* **Activity**
Where the records below reach the line containing "Target: belt", start transcribing, and end with the line containing "sample: <point>6,416</point>", exactly and with nothing else added.

* **Records to process**
● ● ●

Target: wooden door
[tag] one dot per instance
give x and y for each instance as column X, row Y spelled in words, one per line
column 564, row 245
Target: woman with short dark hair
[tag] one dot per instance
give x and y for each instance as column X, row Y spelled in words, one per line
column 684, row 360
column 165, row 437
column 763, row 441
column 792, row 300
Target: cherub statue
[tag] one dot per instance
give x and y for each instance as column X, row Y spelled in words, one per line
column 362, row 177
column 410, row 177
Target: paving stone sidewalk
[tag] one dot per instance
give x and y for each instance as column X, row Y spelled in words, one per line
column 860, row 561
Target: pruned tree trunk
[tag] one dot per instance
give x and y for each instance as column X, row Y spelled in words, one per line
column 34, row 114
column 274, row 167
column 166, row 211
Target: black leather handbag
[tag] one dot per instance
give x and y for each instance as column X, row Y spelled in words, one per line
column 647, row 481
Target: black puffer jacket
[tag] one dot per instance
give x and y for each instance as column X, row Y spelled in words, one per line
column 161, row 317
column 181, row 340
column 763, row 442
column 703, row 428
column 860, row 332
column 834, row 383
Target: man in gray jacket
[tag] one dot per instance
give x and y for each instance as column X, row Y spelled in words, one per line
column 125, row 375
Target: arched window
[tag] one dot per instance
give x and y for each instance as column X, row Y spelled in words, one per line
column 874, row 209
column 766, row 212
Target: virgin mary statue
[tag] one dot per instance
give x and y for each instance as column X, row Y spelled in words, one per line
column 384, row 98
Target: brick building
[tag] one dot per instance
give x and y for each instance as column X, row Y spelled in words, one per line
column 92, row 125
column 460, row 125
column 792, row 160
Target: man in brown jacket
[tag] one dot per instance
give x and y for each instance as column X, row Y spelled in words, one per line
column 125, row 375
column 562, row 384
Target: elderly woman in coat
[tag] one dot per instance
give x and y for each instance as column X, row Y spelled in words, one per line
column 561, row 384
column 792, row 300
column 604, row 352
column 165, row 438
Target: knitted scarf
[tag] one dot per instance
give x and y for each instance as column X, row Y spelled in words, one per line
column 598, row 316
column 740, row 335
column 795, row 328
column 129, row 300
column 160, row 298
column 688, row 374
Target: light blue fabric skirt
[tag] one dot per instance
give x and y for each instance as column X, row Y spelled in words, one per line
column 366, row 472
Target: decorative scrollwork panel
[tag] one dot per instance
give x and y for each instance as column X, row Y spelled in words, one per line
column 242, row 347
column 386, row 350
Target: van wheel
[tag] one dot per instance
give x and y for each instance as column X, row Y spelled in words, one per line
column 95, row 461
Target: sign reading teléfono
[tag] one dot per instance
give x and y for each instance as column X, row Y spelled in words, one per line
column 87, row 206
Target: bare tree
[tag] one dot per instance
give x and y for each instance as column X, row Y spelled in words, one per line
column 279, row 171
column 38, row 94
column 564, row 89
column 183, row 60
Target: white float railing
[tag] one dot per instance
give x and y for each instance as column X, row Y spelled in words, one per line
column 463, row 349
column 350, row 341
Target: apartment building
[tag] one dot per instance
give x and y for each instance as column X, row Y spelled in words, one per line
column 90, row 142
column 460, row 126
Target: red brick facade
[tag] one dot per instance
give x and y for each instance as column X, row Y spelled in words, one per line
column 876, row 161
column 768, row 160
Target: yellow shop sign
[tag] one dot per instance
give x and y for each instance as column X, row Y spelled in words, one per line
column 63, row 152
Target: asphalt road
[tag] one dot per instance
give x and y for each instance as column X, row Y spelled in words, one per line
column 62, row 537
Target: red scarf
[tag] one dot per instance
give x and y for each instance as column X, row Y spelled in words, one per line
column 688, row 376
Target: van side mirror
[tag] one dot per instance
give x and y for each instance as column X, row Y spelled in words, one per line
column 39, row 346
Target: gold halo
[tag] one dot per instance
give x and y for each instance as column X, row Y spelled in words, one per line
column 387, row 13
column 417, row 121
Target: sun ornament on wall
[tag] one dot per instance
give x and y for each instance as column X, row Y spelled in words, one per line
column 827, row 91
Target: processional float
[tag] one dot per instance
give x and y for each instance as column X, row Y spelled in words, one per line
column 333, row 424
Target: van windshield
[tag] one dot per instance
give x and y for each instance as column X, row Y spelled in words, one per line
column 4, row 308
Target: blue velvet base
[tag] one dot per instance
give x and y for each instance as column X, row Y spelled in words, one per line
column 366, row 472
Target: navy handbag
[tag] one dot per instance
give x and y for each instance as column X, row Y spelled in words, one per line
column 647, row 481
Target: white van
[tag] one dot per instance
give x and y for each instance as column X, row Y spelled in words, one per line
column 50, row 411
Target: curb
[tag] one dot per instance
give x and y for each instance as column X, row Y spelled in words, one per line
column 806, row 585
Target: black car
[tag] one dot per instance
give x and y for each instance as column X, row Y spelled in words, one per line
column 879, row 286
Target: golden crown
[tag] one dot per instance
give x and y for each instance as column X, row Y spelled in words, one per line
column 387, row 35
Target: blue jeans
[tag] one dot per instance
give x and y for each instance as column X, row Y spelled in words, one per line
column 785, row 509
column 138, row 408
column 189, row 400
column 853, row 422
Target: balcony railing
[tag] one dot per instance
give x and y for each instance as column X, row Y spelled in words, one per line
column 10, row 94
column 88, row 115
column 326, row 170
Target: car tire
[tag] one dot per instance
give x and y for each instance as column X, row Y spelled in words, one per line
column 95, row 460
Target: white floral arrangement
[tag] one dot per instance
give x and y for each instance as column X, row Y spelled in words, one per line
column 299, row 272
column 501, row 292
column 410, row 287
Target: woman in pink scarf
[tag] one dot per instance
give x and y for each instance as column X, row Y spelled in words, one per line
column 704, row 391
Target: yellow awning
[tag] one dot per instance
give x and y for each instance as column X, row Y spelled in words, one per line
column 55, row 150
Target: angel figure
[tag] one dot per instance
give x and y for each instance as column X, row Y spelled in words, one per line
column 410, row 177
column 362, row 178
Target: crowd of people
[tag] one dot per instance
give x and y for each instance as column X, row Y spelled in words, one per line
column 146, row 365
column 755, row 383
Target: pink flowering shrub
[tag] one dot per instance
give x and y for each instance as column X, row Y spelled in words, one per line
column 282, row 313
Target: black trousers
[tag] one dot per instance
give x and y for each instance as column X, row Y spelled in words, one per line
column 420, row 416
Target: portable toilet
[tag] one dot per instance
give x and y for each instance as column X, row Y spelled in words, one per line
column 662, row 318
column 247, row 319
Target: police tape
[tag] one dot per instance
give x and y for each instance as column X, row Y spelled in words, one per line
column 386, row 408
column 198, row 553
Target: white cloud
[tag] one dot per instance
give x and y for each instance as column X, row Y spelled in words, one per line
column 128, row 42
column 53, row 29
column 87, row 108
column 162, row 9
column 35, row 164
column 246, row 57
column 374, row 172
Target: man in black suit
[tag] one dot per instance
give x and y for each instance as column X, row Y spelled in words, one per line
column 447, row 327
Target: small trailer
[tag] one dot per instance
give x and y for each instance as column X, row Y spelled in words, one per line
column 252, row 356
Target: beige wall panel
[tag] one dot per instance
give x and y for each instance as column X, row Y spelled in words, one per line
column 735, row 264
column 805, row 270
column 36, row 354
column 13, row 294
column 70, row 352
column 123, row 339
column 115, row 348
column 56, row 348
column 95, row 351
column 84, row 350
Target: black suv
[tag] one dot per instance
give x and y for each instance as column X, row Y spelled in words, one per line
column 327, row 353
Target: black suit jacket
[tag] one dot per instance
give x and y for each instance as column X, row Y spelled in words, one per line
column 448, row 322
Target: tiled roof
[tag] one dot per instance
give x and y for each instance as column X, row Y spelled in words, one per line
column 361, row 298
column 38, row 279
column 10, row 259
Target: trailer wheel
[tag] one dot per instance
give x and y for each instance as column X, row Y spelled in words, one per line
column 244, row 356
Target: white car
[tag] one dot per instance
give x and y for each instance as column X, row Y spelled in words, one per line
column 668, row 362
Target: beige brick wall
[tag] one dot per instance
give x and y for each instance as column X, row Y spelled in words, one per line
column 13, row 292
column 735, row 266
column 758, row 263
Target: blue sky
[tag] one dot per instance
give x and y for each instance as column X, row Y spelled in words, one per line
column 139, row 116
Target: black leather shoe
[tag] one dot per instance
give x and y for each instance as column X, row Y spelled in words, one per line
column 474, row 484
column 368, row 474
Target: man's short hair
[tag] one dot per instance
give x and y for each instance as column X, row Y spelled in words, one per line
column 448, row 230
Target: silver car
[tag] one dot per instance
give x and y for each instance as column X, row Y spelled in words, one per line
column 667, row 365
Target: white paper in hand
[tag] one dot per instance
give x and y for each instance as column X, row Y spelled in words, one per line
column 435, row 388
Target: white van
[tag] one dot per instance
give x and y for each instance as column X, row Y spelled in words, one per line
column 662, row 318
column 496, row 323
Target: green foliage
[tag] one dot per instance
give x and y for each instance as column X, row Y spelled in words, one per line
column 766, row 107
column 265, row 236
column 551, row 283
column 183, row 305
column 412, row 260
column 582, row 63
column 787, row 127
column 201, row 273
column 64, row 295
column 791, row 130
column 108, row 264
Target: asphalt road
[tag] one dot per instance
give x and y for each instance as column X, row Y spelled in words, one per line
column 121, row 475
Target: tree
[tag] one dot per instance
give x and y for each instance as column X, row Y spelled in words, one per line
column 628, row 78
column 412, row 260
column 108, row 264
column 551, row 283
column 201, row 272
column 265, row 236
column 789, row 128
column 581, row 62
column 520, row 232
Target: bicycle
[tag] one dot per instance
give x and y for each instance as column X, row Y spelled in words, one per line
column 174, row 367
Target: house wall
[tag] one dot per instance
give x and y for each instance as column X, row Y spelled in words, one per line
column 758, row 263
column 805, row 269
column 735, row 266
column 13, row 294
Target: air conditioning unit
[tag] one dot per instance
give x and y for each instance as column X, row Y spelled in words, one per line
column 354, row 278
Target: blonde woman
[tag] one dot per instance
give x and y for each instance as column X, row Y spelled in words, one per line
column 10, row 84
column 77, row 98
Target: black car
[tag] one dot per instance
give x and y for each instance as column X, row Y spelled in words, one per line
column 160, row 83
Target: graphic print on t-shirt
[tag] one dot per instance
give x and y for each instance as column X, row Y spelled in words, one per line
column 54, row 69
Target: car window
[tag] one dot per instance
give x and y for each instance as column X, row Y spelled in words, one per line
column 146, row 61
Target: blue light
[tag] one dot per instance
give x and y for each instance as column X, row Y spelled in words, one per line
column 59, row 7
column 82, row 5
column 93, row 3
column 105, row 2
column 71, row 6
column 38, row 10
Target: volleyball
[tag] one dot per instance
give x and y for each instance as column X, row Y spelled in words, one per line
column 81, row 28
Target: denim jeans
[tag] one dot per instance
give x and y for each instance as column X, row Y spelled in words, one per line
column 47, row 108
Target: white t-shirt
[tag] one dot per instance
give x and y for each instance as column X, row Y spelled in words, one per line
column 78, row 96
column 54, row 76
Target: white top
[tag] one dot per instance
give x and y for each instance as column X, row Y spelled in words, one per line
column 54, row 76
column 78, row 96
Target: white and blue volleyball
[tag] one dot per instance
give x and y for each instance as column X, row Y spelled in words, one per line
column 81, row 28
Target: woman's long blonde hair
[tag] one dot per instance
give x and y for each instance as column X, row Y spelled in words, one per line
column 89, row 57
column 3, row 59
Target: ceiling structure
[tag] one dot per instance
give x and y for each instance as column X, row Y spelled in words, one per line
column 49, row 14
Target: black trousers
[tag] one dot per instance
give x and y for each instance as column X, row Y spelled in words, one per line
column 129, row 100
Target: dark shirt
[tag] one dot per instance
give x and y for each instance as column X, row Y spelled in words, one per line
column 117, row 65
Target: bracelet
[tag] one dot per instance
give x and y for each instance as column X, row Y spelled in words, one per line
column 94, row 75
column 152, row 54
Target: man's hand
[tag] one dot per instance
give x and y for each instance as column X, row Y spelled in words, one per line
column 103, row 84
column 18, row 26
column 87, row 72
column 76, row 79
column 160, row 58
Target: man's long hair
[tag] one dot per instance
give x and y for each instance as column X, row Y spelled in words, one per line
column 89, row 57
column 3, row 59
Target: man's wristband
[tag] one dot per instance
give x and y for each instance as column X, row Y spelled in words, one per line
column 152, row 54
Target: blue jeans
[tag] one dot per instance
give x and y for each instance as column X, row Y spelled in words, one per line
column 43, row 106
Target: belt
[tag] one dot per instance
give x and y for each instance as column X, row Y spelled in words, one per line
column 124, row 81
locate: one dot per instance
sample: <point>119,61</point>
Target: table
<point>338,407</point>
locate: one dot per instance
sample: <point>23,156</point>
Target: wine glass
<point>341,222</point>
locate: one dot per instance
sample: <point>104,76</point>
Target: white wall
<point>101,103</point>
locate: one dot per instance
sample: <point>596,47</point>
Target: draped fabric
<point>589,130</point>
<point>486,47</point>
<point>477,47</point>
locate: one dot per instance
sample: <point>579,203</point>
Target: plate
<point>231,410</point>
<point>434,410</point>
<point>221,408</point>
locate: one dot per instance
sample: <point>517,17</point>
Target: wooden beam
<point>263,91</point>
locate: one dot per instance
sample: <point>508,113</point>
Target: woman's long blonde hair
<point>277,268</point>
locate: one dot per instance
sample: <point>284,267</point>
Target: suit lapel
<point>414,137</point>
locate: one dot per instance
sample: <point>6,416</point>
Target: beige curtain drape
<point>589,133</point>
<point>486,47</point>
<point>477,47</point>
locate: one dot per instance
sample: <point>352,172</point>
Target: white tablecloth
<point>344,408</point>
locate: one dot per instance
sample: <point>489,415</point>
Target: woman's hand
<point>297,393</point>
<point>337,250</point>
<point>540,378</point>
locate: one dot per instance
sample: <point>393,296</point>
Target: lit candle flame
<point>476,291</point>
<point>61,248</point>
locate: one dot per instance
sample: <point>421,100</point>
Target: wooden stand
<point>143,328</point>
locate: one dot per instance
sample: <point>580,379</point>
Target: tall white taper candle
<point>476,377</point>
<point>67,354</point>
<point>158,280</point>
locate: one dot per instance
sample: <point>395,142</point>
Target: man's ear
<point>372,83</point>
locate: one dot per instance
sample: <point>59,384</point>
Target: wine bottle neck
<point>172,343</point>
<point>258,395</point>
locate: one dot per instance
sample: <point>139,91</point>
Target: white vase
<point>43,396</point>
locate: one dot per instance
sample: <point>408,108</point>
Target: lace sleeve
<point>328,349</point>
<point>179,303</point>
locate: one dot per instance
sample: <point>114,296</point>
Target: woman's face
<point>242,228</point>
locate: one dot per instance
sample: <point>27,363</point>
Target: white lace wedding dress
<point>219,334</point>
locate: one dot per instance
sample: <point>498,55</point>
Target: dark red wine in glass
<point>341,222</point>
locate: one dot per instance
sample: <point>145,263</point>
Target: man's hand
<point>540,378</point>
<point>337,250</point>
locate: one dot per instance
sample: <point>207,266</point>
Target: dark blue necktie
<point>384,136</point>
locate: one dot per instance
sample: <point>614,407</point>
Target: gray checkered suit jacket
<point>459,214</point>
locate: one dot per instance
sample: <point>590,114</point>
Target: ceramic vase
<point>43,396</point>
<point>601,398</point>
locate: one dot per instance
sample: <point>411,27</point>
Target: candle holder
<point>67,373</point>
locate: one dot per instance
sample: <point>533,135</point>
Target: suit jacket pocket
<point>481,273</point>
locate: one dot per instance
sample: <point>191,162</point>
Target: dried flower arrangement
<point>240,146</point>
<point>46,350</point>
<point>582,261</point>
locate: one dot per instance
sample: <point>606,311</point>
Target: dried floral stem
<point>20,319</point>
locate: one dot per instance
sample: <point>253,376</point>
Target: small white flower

● ● ●

* **Answer box**
Target: belt
[tag] one dot per instance
give x and y for each instance as column X, row Y spelled in words, one per line
column 124, row 81
locate: one dot per instance
sample: <point>119,61</point>
Target: table
<point>338,407</point>
locate: one dot per instance
sample: <point>23,156</point>
Target: wine glass
<point>341,222</point>
locate: one dot per instance
sample: <point>104,76</point>
Target: white wall
<point>101,103</point>
locate: one dot per instance
sample: <point>596,47</point>
Target: draped fabric
<point>589,130</point>
<point>486,47</point>
<point>477,47</point>
locate: one dot per instance
sample: <point>579,203</point>
Target: plate
<point>231,410</point>
<point>434,410</point>
<point>221,408</point>
locate: one dot per instance
sample: <point>517,17</point>
Target: wooden beam
<point>263,91</point>
locate: one dot per instance
sample: <point>508,113</point>
Target: woman's long blonde hair
<point>277,268</point>
locate: one dot per instance
sample: <point>284,267</point>
Target: suit lapel
<point>414,137</point>
locate: one dot per instance
sample: <point>6,416</point>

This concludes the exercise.